▶ [Tekstfragment]:
Vrede

Omdat we dagelijks stom met elkaar gewerkt hebben, daarom kunnen we nu een gemeenschap vormen en beginnen met elkaar te praten.

Eugen Rosenstock-Huessy, geciteerd in Ko Vos – Eugen Rosenstock-Huessy. Een kleine biografie (1993)

De Duitse filosoof, jurist en socioloog Rosenstock-Huessy (1888-1973) was in de Eerste Wereldoorlog officier aan het front. Daar ontdekte hij dat het moreel van de troepen op peil kon worden gebracht door ze samen te laten werken. Na de oorlog pleitte hij daarom voor werkkampen in plaats van vakantiekampen, want voor handhaving van de vrede was een werkelijk ‘tijdsoffer’ nodig. Hij deed hiermee experimenten in Silezië, waaraan boeren, arbeiders én studenten, en mensen met uiteenlopende godsdienstige en etnische achtergronden deelnamen. Biografe Ko Vos parafraseert zijn overtuiging: ‘Pas wie met de ander gezwoegd en gezweet heeft, kan met hem praten.’

Tevens verschenen op de Filosofiekalender © Veen Media

Zolang er het stille midden is dat weerstand biedt aan wij-zijdenken is er ook ergens in de samenleving rust en vrede.

Bart Brandsma in Vrij Nederland (8 januari 2019)

Filosoof Bart Brandsma adviseert onder meer burgemeesters, officieren van justitie, politiemensen en radicaliseringsexperts in binnen- en buitenland over hoe je het best kunt omgaan met polarisatie in het maatschappelijk debat. Overigens is hij niet tégen polarisatie: je hebt activisten nodig om de samenleving verder te brengen. Maar tegenwoordig lijkt er sprake van ‘polarisatiedruk’: wie niet voor ons is, is tegen ons. En doordat de media vooral belang hebben bij reuring, zorgen zij 24/7 voor brandstof voor polarisatie. Met name de mensen in wat Brandsma ‘het stillen midden’ noemt, hebben hier last van. Een deel van die mensen wil helemaal niet kiezen, maar is betrokken en genuanceerd, en voelt zich doodongelukkig bij de situatie. Een ander deel is onverschillig, wat volgens Brandsma ook niet alleen maar slecht is. ‘Veel mensen hebben andere dingen aan hun hoofd dan de vraag of ze privileges hebben omdat ze wit zijn of dat er vluchtelingen naar Nederland komen.’ Wat hij de ‘pushers’, de aanjagers, van het debat noemt en hun supporters, de ‘joiners’, nemen dat het stille midden kwalijk. Voor bestuurders is het juist belangrijk om in het midden te gaan staan en het stille midden te versterken. Dat doe je door niet mee te gaan in het praten in termen van identiteiten (bijv. racisten versus gutmenschen), maar de vraag aan de orde te stellen die aan de polen ten grondslag ligt, bijvoorbeeld: in welk land willen wij leven?

▶ [Opdracht A]:
Waar deed Rosenstock-Huessy volgens het tekstfragment over vrede zijn experimenten met werkkampen?

Opgeslagen items uit een collectie:
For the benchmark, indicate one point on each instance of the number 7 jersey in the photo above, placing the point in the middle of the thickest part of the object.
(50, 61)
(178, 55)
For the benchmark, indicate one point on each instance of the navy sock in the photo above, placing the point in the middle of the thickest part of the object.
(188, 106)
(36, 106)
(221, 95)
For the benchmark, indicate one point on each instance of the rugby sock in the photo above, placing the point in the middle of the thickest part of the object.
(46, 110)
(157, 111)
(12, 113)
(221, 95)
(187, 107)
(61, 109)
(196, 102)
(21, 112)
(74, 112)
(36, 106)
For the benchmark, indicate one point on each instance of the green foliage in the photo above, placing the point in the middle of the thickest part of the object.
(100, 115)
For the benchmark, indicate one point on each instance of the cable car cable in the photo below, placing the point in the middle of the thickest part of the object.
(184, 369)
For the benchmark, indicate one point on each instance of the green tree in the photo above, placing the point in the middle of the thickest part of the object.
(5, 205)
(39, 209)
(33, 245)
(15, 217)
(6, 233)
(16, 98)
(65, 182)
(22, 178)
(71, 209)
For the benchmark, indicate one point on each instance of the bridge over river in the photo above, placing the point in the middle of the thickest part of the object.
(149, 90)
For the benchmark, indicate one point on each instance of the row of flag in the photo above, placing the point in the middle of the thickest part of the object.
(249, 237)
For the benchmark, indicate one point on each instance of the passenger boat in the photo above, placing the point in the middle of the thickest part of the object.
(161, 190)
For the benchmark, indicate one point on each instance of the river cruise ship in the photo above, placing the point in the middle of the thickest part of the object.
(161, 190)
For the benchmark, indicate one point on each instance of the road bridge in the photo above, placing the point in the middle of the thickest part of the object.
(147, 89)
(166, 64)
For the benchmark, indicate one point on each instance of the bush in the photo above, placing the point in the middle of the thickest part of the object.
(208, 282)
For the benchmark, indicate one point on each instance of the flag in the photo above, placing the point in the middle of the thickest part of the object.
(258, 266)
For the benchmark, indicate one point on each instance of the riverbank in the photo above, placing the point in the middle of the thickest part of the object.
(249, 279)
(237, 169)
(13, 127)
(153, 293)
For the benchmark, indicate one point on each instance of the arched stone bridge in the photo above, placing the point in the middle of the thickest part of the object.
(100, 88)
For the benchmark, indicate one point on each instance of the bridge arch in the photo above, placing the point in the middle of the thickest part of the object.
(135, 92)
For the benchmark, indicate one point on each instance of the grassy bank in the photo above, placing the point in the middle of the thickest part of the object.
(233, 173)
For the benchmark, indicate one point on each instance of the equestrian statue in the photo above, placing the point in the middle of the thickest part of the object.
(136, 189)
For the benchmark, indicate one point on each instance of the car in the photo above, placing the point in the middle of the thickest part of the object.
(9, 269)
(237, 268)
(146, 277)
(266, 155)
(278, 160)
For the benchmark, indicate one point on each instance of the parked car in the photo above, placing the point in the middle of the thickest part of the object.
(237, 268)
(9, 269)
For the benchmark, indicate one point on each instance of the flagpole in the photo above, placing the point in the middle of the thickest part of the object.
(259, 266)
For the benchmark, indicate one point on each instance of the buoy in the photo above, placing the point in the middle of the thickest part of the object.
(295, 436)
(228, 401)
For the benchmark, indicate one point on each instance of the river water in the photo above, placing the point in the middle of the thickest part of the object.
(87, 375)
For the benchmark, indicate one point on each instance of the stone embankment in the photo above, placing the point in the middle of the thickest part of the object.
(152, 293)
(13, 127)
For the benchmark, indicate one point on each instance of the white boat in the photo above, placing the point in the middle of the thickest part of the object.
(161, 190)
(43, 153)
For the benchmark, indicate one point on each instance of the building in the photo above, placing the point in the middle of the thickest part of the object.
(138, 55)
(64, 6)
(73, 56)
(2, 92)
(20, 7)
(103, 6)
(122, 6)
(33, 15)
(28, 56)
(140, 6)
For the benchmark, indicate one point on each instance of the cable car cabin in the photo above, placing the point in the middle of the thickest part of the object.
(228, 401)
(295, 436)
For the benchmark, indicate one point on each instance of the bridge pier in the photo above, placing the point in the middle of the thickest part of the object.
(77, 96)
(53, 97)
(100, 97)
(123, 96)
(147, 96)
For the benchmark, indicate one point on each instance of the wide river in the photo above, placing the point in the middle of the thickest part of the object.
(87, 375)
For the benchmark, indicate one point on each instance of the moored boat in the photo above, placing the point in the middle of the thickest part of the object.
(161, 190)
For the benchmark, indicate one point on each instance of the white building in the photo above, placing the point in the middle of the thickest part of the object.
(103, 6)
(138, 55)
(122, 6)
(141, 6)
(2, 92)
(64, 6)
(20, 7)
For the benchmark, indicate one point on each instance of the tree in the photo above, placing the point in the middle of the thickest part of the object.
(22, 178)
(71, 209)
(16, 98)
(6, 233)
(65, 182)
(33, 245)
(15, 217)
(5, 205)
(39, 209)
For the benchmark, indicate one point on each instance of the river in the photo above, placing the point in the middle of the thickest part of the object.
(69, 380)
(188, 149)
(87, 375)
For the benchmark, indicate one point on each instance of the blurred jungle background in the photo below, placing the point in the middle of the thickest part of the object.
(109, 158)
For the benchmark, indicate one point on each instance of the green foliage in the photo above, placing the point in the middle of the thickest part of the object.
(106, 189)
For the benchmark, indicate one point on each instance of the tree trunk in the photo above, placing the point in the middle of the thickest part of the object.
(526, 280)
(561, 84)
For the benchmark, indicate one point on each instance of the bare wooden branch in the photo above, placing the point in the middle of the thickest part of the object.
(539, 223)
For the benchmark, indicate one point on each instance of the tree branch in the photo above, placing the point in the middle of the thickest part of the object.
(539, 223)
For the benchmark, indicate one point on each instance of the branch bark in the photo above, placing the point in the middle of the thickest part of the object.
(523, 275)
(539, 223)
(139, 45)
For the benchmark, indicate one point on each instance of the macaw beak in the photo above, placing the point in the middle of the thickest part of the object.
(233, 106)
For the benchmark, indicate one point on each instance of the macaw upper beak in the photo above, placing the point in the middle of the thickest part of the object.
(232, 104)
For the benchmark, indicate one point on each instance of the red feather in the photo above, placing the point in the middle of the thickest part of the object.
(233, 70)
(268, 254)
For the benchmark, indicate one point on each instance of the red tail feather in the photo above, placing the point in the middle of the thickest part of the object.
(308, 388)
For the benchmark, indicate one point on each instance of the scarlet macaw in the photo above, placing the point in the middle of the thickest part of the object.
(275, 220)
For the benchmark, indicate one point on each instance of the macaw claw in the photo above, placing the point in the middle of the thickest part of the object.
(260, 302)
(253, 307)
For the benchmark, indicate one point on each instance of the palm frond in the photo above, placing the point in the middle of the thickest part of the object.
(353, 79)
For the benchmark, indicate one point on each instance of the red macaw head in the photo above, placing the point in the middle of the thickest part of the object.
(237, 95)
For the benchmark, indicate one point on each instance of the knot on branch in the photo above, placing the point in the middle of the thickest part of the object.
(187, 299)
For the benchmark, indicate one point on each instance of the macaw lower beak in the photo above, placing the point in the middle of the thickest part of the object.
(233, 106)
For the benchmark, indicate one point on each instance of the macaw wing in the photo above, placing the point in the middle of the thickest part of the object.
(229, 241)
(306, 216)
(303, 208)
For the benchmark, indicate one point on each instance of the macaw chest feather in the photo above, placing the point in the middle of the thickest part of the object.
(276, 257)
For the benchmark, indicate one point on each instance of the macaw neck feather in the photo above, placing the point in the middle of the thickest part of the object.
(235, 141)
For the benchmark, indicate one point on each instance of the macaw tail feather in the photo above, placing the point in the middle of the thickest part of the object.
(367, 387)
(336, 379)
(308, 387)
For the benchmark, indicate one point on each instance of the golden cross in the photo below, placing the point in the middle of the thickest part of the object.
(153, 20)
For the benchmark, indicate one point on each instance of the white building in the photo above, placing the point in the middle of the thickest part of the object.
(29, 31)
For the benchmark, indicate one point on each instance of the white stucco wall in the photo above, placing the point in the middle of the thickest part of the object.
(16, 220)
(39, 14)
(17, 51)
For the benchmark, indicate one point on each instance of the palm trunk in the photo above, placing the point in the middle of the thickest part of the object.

▶ [Opdracht B]:
Welke regels in de items bevatten het woord "stone"? Selecteer ze allemaal en neem ze over, waarbij hoofdletters en kleine letters verschil maken.

▶ [Antwoord A]:
In Silezië.

▶ [Antwoord B]:
For the benchmark, indicate one point on each instance of the arched stone bridge in the photo above, placing the point in the middle of the thickest part of the object.
For the benchmark, indicate one point on each instance of the stone embankment in the photo above, placing the point in the middle of the thickest part of the object.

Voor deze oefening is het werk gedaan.